*Material for this exercise:*

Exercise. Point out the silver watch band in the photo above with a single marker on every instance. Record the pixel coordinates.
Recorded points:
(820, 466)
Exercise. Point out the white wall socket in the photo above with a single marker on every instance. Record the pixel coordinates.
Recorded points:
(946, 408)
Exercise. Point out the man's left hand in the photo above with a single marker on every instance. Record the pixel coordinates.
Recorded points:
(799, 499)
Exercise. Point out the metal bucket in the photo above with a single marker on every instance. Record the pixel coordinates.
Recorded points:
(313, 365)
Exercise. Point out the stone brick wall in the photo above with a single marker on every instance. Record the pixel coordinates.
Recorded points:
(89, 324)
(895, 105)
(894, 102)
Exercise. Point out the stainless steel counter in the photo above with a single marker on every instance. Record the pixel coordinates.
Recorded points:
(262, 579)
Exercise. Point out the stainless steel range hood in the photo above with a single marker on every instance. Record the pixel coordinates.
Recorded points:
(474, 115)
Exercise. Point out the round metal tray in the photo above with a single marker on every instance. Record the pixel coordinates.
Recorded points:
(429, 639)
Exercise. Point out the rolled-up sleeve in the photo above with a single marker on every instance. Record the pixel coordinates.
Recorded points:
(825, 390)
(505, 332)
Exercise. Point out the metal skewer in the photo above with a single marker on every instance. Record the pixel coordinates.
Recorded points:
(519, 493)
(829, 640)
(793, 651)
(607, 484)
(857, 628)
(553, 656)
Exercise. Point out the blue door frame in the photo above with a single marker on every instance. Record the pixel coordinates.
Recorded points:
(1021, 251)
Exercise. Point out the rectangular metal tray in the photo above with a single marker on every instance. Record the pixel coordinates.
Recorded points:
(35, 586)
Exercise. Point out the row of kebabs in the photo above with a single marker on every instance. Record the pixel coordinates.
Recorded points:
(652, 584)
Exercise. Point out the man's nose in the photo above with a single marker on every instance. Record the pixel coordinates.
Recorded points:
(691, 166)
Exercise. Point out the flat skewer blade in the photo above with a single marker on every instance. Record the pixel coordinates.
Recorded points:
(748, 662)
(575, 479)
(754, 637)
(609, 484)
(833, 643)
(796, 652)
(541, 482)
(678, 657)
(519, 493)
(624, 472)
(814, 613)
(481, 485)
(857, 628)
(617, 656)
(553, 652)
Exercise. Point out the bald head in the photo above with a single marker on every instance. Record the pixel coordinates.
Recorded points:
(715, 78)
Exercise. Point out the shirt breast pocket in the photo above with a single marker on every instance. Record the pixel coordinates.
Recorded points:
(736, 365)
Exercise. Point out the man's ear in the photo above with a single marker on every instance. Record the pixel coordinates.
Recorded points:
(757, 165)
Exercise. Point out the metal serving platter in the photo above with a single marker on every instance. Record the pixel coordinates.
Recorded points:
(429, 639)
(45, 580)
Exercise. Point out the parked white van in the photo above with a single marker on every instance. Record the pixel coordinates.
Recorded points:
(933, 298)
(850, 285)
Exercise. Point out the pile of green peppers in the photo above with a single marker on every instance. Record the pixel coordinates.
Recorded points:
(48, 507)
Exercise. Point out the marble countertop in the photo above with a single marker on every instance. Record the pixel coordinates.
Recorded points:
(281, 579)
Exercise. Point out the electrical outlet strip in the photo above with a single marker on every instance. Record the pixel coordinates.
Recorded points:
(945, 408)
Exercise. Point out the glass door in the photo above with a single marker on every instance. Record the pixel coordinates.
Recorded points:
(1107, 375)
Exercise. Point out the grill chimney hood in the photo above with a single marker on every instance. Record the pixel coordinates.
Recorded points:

*Prompt:* Please write out all the items above again, substituting "Marked points" for every "Recorded points" and keeping everything else the same.

*Response below:*
Exercise. Point out the silver watch band in the photo above with a single marker on every instance. Record the pixel coordinates.
Marked points:
(820, 466)
Exercise. Point out the white wall socket in the photo above with a single marker on every instance. Record the pixel coordinates.
Marked points:
(946, 408)
Exercise. Point out the man's left hand in the photo above with a single marker on every instance. Record the pixel coordinates.
Marked points:
(799, 499)
Exercise. Point out the metal bucket in the photo above with a single marker on every instance. Record the pixel coordinates.
Marked points:
(313, 365)
Exercise. Point out the stone brick wall in the photo above with a single marker on every instance. Record the pixel coordinates.
Marked points:
(89, 324)
(895, 105)
(894, 102)
Exercise. Point out the stainless steel counter in the photo above with a single marker on every instance. Record the pixel coordinates.
Marked points:
(262, 579)
Exercise. Point out the stainless steel range hood in the photo above with a single marker on every instance. Record the pixel coordinates.
Marked points:
(474, 115)
Exercise. Point out the round metal tray in the photo above with a single marker on every instance. Record the pixel coordinates.
Marked points:
(429, 639)
Exercise. Point out the rolled-up sleeve in the photo above with a single marker on every instance. Record the pixel coordinates.
Marked points:
(825, 390)
(505, 332)
Exercise. Point out the metal skewer in the photo above with a single marker on every instance. Record the pixel coordinates.
Marked points:
(519, 493)
(829, 640)
(793, 651)
(607, 484)
(857, 628)
(553, 656)
Exercise. Point out the blue door frame in the photo above with a single marker on every instance. Record the pixel coordinates.
Marked points:
(1021, 251)
Exercise. Point out the rectangular metal tray in the photo above with a single marker on every instance. Record the pixel coordinates.
Marked points:
(35, 586)
Exercise. Point out the row of kebabs in the photo above with a single marker on every instance. Record the pixel coordinates.
Marked points:
(652, 584)
Exercise. Point out the man's nose in the photo above with a single marker on every instance. Record the pixel coordinates.
Marked points:
(691, 166)
Exercise. Point out the flat skewer blade in the photo above with a single marker on every instance. Record the pixel coordinates.
Marked points:
(748, 662)
(575, 479)
(754, 637)
(609, 484)
(833, 643)
(796, 652)
(541, 482)
(678, 657)
(519, 493)
(624, 472)
(814, 613)
(481, 485)
(857, 628)
(617, 656)
(553, 652)
Exercise. Point out the bald head in the photo above with a single marker on every instance. Record the pixel coordinates.
Marked points:
(715, 78)
Exercise. Point out the shirt breast pocket in the photo above with a single marker on every instance. Record the pixel coordinates.
Marked points:
(736, 365)
Exercise. Point out the man's ear in the photo above with a single marker on every instance. Record the pixel coordinates.
Marked points:
(757, 165)
Exercise. Point out the metal serving platter in the photo above with a single marker on every instance. Record the pixel coordinates.
Marked points:
(429, 639)
(45, 580)
Exercise. Point out the parked white van in the photo above with a single marker on every instance. Record the pixel coordinates.
Marked points:
(933, 298)
(850, 285)
Exercise. Point out the pile of green peppers in the photo above with a single marker on every instance. Record the pixel coordinates.
Marked points:
(48, 507)
Exercise. Point out the marble countertop in the photo above with a single marker on every instance. Record the pixel coordinates.
Marked points:
(281, 579)
Exercise. Point out the electrical outlet strip in the photo above with a single marker on every instance. Record the pixel coordinates.
Marked points:
(945, 408)
Exercise. Point out the glass door in the photo above with a single marker on every instance. Record the pixel coordinates.
Marked points:
(1107, 375)
Exercise. Point out the grill chimney hood in the photo above with a single marker on every instance. Record the pixel coordinates.
Marked points:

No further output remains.